# WHAT NEEDS TO BE DONE
In the passage about clinging to old views, write out the stretch from "Many secular Muslims" through "cultures around them." word for word.

--- Start PAGE EXCERPT ---

Many secular Muslims seem to hate the U.S., Israel, and even Christians living among them, just as passionately as their religious brothers do, but in a form that is political rather than religious. In Islam, there is no separation of religion and state: Muslims might even be atheists, but they may bring to their atheism many of the values of the cultures around them.
The inability to abandon old views might be typical of all cultures: it is so much easier to retain habits – such as the disparagement of other races or gender -- and when circumstances change, to dress them up in different clothes. This seems particularly true regarding peoples' views of the "other," whatever the particular form might take of "different from me." We all often have difficulty abandoning old feelings towards those we do not like -- especially when those feelings become socially and politically acceptable, or even encouraged. When such inhibitions are removed, we often do not change our views, but merely the reasons for why we hold them.

--- End PAGE EXCERPT ---
--- Start SUPPLIED ENTRIES ---

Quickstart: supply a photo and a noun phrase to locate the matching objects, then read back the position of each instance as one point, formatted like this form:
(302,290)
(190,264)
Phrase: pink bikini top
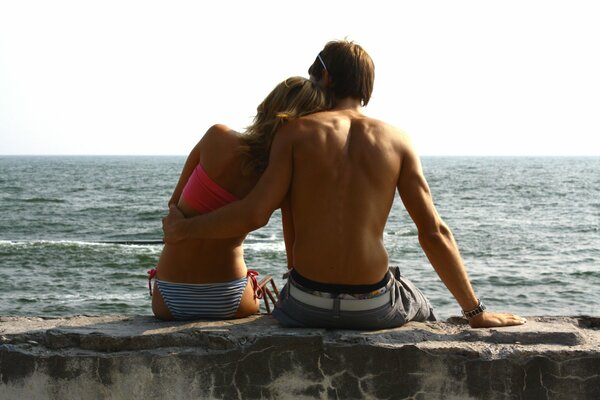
(204,194)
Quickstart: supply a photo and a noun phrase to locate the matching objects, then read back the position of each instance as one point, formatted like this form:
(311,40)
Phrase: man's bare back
(345,170)
(335,174)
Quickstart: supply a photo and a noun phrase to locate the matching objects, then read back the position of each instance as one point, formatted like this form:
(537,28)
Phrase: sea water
(528,229)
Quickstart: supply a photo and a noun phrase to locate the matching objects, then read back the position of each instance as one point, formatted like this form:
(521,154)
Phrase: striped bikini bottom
(205,300)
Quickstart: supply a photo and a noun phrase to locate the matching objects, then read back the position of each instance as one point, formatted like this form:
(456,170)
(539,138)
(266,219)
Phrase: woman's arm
(289,235)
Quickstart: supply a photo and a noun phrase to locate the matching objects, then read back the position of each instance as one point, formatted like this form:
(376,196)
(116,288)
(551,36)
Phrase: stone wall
(119,357)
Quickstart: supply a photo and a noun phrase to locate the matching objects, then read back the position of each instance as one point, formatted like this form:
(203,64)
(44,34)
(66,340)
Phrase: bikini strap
(258,292)
(151,275)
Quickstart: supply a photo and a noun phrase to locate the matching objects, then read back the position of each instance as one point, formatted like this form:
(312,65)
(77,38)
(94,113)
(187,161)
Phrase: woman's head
(292,98)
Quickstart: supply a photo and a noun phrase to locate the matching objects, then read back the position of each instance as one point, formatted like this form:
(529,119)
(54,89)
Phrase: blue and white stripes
(202,300)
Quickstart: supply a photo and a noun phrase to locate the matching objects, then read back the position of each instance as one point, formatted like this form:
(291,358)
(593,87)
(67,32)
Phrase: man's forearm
(443,254)
(232,220)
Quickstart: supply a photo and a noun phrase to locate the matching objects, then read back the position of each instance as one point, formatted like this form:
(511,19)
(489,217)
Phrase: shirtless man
(339,171)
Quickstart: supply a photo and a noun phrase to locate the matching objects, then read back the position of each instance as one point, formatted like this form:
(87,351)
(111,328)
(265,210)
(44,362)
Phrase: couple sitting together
(334,174)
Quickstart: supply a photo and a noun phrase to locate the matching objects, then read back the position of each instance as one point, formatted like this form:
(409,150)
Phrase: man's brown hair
(350,68)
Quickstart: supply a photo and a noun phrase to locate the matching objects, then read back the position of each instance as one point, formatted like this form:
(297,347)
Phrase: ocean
(528,229)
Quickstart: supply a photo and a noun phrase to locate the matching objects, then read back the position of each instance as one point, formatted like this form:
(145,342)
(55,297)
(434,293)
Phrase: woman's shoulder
(220,135)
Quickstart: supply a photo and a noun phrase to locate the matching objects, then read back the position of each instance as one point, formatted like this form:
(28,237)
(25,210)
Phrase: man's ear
(325,79)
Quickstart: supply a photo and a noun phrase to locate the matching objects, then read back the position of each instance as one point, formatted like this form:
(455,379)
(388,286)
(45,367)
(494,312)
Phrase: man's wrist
(479,309)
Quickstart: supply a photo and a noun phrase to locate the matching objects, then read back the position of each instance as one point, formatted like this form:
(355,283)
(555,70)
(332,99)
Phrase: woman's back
(219,172)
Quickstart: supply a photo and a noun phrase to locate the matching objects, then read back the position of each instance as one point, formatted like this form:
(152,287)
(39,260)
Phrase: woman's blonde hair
(292,98)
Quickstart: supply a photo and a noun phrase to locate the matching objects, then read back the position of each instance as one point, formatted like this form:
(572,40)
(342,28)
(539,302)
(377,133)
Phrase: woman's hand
(490,319)
(174,226)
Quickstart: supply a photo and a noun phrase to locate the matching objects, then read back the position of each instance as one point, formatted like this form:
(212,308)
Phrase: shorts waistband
(343,304)
(334,289)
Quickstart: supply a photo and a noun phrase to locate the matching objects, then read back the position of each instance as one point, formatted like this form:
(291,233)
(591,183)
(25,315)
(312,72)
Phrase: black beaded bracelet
(476,311)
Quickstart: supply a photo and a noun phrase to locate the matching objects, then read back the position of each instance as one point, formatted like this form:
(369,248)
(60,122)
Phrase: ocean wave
(80,243)
(43,200)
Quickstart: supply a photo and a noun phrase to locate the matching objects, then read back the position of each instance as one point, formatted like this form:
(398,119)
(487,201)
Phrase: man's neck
(348,103)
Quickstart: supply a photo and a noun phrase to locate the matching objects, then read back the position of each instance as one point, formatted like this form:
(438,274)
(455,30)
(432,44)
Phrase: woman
(208,278)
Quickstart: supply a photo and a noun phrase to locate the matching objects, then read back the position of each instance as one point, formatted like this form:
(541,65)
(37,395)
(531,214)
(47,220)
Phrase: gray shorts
(406,303)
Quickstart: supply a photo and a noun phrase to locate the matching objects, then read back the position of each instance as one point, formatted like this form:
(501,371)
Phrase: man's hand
(172,226)
(490,319)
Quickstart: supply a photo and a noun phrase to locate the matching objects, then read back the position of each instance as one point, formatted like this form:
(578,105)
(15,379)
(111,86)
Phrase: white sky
(148,77)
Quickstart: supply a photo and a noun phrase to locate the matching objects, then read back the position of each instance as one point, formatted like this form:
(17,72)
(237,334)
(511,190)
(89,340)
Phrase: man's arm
(248,214)
(190,163)
(438,243)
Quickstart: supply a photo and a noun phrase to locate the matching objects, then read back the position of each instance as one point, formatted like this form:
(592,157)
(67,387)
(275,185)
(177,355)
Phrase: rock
(121,357)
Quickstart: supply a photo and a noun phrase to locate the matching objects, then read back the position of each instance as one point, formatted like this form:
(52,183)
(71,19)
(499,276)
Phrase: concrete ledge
(120,357)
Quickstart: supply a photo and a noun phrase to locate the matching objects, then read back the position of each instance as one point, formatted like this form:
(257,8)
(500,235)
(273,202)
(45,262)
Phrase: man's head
(345,70)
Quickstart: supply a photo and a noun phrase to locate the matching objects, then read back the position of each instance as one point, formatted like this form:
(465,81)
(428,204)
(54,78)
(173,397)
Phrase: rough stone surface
(120,357)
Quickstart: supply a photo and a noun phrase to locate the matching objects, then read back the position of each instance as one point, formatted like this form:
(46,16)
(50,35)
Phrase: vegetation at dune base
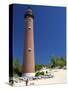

--- End SUPPLIED ENTRIES ---

# REPLY TO THE TASK
Many secular Muslims seem to hate the U.S., Israel, and even Christians living among them, just as passionately as their religious brothers do, but in a form that is political rather than religious. In Islam, there is no separation of religion and state: Muslims might even be atheists, but they may bring to their atheism many of the values of the cultures around them.